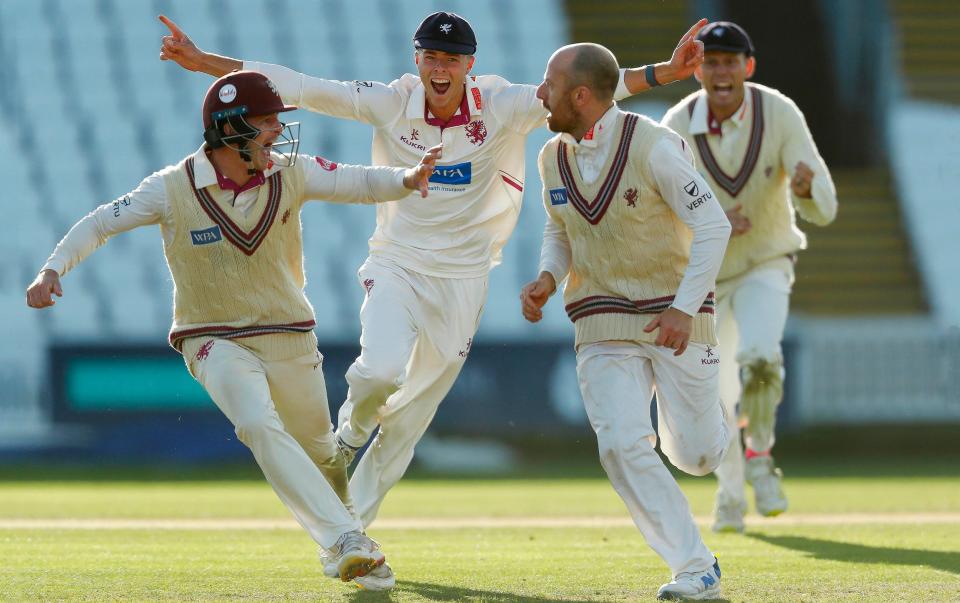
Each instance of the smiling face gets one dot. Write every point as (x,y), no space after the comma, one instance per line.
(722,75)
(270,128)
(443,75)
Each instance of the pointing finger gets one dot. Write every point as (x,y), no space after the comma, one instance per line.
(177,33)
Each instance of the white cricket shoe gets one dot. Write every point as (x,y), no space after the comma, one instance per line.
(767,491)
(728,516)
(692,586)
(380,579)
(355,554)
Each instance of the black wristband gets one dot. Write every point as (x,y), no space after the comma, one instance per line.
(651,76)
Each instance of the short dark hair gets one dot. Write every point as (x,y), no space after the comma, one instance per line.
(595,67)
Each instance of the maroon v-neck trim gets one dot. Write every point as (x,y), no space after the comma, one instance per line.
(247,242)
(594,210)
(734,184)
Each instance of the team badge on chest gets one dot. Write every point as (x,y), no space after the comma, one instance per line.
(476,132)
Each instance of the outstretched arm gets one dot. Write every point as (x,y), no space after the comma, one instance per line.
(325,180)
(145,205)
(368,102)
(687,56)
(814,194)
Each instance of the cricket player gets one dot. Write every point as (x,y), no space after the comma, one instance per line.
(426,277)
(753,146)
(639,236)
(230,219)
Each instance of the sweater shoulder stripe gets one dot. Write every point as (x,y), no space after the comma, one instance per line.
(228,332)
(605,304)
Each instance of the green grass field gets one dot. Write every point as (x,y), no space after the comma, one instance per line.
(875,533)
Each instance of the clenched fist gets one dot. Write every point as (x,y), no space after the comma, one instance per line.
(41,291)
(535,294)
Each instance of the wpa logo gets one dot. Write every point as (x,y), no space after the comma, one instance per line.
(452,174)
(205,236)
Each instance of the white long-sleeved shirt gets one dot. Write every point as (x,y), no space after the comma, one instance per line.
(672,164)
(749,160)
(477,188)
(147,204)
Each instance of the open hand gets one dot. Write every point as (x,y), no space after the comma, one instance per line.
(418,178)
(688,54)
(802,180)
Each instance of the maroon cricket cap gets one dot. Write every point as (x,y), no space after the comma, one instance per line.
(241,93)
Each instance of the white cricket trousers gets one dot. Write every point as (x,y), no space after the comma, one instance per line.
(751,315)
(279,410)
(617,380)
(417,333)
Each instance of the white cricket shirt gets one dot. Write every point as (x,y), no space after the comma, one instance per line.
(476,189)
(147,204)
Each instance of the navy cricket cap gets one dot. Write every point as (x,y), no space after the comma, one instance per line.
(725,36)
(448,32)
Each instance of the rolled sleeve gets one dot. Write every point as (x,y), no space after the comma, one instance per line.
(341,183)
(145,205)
········
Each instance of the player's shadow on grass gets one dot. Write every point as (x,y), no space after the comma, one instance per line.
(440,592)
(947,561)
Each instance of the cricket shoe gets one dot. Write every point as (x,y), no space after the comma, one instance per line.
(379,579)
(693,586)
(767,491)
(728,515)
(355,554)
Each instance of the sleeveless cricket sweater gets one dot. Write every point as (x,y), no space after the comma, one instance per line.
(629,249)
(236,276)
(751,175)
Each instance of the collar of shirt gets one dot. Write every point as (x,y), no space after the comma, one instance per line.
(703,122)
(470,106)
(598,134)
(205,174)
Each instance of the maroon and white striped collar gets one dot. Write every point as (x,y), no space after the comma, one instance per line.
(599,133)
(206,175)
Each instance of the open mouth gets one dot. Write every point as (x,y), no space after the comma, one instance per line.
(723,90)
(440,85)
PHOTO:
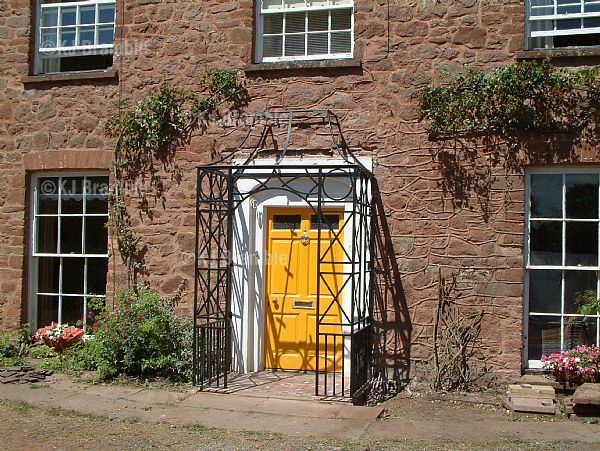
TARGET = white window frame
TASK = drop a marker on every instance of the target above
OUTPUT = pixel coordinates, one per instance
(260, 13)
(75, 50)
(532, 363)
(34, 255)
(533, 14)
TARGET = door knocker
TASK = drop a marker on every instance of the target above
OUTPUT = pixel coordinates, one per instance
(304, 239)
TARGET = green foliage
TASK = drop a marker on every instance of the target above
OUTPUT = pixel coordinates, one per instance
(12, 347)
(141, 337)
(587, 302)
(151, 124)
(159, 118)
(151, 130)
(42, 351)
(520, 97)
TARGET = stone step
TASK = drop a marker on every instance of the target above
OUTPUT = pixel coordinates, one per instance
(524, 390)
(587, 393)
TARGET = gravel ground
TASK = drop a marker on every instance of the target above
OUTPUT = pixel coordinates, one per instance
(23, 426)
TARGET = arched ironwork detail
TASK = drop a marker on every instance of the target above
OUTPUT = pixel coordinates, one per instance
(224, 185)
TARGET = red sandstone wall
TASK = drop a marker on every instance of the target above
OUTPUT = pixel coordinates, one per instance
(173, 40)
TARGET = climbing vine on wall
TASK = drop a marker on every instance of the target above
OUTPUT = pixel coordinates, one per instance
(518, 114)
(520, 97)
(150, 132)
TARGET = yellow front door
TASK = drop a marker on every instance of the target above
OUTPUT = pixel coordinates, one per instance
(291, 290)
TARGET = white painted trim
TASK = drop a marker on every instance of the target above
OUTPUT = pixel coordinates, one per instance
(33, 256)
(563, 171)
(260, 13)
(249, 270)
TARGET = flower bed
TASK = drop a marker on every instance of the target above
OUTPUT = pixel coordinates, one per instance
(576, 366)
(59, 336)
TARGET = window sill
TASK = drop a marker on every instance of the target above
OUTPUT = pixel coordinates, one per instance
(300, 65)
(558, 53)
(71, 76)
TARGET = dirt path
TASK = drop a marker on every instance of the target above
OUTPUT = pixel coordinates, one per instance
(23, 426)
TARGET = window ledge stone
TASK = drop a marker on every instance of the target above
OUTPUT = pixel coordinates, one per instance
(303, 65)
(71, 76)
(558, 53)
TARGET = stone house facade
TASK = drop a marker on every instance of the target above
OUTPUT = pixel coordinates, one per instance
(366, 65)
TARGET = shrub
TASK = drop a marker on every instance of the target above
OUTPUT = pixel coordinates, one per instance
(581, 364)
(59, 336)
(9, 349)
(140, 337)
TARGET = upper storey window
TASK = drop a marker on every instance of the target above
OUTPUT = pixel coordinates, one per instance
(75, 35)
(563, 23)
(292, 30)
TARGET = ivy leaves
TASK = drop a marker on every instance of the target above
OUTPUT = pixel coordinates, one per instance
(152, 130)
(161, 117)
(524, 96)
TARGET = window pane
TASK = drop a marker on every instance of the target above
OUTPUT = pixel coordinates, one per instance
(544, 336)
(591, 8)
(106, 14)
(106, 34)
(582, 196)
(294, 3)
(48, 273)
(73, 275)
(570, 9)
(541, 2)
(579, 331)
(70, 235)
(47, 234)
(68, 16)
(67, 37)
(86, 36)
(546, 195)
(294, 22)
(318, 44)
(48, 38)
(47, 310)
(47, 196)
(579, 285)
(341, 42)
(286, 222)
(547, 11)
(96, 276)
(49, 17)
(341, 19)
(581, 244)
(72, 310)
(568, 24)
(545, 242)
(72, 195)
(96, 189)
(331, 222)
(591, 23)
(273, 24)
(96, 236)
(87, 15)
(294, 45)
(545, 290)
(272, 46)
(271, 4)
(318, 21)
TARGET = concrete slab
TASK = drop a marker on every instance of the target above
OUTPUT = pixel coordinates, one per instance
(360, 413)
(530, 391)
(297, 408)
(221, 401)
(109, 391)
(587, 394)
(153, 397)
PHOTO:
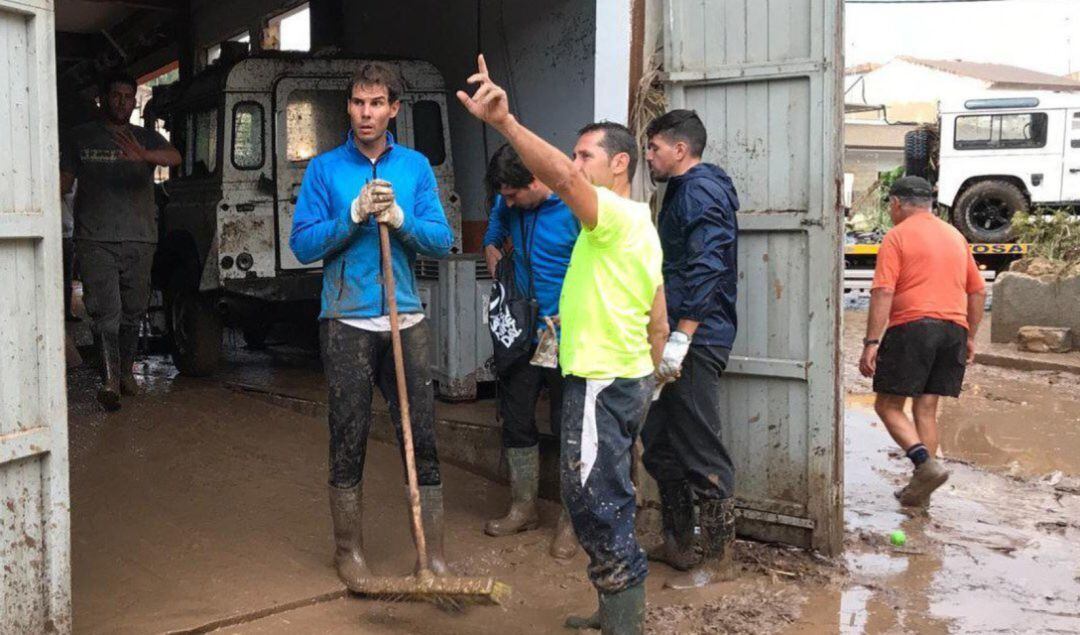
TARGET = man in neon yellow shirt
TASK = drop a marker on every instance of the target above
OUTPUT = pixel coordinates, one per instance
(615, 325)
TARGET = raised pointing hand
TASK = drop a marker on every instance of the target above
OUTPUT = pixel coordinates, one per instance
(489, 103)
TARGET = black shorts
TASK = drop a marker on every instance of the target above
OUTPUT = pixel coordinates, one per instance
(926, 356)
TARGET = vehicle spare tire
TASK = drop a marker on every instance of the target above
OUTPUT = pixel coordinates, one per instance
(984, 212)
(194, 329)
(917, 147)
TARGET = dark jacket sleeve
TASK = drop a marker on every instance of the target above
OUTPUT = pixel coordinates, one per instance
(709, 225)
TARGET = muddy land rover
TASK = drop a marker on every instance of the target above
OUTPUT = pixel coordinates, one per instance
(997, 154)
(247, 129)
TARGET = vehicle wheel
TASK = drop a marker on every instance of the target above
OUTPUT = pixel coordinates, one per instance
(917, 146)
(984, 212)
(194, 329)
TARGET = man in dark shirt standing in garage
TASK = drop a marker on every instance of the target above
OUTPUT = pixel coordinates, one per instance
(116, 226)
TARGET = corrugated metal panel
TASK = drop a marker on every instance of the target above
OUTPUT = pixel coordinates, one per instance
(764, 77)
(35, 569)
········
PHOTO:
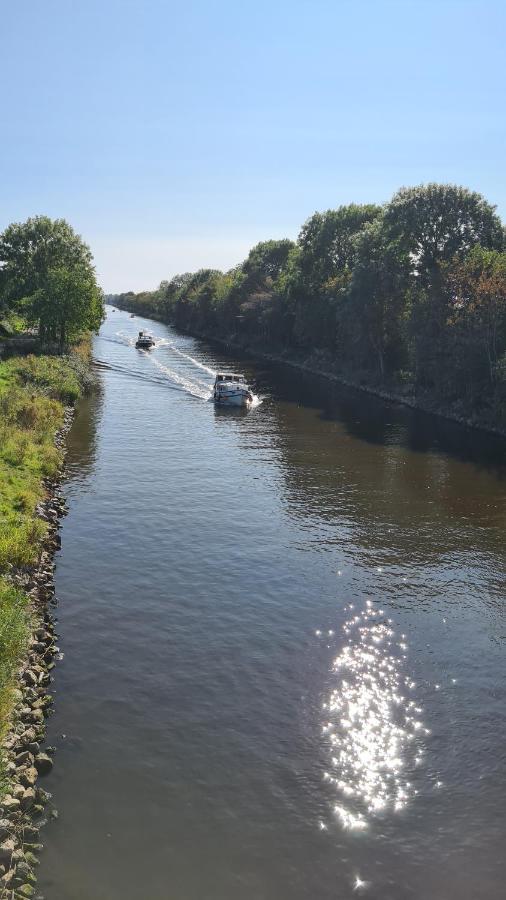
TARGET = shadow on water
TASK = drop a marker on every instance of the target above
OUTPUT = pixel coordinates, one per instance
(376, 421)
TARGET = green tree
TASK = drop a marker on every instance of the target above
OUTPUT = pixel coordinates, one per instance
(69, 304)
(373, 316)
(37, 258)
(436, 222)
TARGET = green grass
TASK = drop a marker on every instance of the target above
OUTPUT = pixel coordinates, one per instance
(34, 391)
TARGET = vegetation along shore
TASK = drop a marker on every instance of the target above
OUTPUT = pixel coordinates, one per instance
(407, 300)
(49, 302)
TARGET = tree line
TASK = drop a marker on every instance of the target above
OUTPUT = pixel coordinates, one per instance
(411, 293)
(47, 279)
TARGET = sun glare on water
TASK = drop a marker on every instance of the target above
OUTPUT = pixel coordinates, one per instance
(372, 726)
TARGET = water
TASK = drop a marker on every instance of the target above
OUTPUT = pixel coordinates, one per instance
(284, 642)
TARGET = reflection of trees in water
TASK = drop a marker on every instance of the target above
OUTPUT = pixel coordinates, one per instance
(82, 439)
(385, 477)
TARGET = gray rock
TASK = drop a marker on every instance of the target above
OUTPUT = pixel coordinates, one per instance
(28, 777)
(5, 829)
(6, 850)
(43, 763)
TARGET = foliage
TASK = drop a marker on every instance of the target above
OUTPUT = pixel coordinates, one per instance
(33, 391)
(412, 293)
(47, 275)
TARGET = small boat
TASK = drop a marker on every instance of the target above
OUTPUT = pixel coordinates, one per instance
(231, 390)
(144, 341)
········
• WHAT THE EXERCISE ASKS: How many lines of the material above contain the word "yellow"? Reply with the number alone.

• ANSWER TO THIS TASK: 2